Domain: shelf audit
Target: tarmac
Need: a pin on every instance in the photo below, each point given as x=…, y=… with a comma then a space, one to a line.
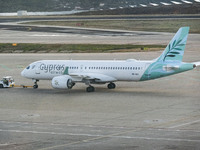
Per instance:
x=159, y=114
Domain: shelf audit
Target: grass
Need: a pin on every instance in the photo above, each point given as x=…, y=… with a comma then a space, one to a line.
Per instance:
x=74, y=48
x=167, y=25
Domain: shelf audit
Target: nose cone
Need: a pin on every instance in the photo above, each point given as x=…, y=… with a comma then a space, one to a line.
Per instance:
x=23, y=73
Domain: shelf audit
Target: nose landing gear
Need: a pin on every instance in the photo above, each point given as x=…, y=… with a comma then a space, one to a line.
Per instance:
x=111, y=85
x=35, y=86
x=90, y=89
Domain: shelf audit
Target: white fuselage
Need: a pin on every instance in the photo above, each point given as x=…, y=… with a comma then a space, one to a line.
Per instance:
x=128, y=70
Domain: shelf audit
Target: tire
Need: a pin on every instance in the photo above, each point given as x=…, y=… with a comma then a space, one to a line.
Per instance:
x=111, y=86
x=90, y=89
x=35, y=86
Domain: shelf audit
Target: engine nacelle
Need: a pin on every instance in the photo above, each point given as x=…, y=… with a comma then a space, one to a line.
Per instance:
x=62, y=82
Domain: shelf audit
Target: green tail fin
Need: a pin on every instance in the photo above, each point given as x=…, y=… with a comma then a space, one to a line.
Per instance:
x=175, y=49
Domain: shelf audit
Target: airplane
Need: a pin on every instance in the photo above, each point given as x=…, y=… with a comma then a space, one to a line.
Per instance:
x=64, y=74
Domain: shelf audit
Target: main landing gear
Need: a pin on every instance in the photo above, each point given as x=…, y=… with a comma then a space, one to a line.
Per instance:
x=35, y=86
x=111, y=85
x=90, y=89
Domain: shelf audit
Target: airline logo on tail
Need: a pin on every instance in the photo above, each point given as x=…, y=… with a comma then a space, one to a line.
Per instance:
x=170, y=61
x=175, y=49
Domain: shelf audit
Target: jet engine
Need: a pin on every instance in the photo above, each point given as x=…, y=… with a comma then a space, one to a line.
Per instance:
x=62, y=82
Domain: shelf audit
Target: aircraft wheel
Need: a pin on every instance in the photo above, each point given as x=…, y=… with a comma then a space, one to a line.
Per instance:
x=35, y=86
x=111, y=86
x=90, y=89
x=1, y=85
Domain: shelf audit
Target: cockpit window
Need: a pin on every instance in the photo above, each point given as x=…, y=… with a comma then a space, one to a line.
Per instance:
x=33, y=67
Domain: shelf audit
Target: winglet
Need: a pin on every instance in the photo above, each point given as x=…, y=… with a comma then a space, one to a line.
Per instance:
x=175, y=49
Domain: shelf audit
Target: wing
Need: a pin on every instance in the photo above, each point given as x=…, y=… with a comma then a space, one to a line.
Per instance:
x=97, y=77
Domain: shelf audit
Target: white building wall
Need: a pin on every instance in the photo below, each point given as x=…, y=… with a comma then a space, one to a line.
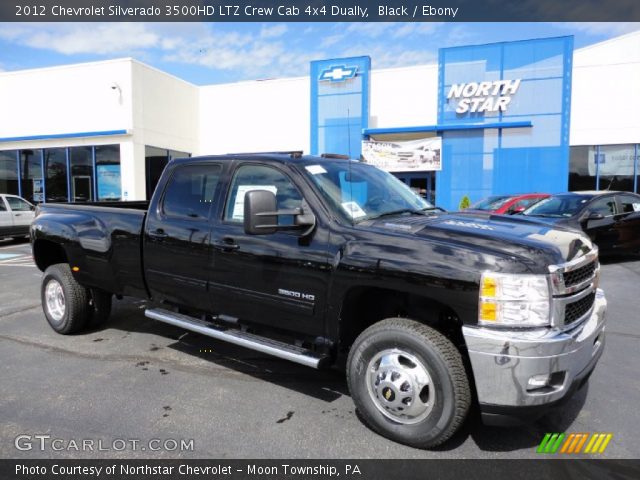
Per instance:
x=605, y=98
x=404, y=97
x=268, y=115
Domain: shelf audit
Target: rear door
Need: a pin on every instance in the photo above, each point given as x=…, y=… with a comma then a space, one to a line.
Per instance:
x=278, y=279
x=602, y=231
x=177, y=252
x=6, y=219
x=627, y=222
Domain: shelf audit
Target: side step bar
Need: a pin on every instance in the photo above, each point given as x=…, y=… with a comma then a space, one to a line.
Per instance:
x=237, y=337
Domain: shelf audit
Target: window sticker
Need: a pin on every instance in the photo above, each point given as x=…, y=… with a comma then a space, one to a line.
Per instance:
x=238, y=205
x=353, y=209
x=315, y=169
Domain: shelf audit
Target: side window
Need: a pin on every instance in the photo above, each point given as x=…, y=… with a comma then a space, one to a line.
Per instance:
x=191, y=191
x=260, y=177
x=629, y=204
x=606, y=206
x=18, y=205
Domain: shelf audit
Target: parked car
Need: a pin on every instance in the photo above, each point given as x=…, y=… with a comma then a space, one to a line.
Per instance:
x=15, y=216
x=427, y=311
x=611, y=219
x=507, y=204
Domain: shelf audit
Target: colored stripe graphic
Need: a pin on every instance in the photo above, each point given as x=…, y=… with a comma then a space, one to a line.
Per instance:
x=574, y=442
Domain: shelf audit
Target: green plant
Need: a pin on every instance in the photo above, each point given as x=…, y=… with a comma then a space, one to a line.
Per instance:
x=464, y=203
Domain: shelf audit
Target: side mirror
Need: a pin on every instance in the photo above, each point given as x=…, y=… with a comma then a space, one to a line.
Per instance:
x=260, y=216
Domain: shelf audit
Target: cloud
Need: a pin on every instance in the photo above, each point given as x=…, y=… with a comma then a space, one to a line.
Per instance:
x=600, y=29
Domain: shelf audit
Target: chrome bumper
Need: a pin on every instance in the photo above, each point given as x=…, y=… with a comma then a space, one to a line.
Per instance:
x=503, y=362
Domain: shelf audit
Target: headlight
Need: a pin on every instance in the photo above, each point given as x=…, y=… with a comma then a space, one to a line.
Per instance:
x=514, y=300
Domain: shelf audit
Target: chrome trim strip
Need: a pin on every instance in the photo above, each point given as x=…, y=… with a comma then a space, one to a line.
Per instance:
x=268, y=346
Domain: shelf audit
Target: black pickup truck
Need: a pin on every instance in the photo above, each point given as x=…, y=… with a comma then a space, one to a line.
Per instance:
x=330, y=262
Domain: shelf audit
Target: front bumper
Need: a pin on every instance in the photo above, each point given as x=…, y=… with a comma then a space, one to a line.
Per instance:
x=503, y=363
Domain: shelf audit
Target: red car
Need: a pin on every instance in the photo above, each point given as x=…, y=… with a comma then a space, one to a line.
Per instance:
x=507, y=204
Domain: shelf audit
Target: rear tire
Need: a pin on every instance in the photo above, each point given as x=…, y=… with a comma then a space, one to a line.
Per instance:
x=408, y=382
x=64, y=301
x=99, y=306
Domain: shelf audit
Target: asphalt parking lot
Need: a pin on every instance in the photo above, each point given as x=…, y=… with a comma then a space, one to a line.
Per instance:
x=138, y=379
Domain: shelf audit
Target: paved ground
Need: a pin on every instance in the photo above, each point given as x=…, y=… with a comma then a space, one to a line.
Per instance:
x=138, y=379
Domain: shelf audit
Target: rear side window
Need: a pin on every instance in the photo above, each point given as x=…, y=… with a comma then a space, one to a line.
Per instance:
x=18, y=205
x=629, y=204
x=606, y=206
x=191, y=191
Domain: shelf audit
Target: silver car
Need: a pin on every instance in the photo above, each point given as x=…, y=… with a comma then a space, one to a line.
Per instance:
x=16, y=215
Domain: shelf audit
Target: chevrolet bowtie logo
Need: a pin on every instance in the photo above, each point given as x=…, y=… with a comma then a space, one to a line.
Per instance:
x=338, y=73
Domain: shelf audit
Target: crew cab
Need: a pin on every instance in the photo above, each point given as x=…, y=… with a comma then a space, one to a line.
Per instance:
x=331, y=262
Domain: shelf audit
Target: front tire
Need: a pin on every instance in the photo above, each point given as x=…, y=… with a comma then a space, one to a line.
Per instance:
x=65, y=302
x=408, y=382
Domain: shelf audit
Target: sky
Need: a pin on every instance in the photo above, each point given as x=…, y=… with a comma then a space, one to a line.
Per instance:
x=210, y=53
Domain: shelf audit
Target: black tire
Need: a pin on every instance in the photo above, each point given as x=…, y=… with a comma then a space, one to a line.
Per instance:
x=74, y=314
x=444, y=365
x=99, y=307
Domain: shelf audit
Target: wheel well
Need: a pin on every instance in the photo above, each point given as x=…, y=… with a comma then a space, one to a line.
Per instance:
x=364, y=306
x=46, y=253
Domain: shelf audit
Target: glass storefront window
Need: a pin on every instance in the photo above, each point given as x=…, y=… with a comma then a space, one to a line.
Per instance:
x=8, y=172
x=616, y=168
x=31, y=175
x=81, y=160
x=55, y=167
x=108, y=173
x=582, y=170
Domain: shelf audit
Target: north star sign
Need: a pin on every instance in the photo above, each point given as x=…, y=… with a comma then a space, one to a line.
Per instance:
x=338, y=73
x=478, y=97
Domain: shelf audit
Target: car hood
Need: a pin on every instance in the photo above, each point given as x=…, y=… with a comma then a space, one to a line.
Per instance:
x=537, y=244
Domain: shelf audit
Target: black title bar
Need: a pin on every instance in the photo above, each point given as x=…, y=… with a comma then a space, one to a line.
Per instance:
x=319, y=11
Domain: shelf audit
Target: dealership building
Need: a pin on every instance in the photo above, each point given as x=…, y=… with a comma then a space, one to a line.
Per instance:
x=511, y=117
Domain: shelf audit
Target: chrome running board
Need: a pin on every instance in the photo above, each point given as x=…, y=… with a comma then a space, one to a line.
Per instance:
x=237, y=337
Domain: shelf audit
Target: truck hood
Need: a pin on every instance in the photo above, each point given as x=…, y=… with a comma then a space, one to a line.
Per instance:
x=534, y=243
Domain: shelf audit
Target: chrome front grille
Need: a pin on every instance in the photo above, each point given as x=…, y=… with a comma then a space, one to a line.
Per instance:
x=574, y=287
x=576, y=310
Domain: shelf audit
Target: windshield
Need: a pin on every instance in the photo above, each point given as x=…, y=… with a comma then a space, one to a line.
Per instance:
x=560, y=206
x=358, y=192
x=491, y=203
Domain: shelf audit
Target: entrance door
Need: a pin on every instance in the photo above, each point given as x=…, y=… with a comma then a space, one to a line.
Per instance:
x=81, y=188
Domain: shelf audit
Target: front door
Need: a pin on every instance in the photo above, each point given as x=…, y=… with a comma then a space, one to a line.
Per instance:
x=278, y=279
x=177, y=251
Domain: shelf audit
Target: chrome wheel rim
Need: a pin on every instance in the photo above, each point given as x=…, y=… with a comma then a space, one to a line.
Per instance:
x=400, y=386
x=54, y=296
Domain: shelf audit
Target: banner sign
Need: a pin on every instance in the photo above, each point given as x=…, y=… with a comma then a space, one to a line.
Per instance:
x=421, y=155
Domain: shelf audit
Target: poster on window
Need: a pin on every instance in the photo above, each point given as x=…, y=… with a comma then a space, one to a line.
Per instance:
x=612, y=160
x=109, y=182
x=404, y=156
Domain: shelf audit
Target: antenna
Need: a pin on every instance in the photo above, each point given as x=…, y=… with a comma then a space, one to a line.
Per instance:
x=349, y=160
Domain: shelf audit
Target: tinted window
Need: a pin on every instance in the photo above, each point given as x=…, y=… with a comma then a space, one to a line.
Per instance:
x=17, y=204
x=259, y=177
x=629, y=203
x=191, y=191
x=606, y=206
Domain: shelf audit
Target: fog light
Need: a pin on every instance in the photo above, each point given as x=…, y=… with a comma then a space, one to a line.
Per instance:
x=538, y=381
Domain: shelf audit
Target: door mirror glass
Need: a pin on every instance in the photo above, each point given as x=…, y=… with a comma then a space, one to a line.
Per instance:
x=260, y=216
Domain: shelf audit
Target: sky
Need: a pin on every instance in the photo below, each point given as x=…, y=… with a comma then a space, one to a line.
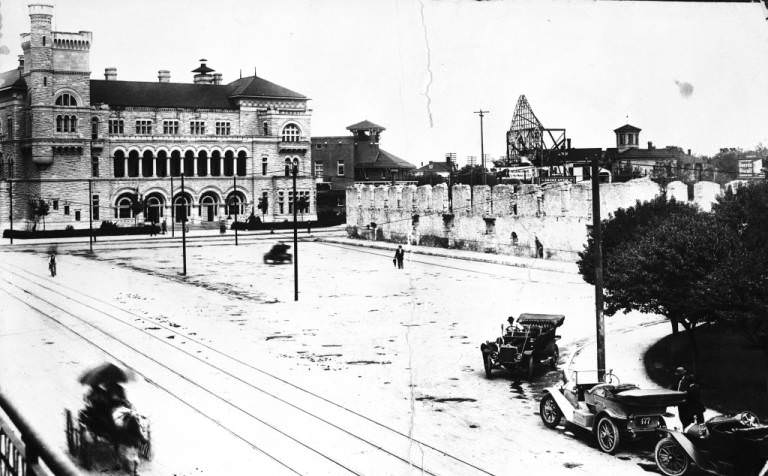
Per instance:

▸ **Your assignment**
Only the lines above that include the word "logo" belong in the answer; copy each one.

▸ **Response for this exercise**
Target: airline logo on tail
Target: chevrolet bowtie logo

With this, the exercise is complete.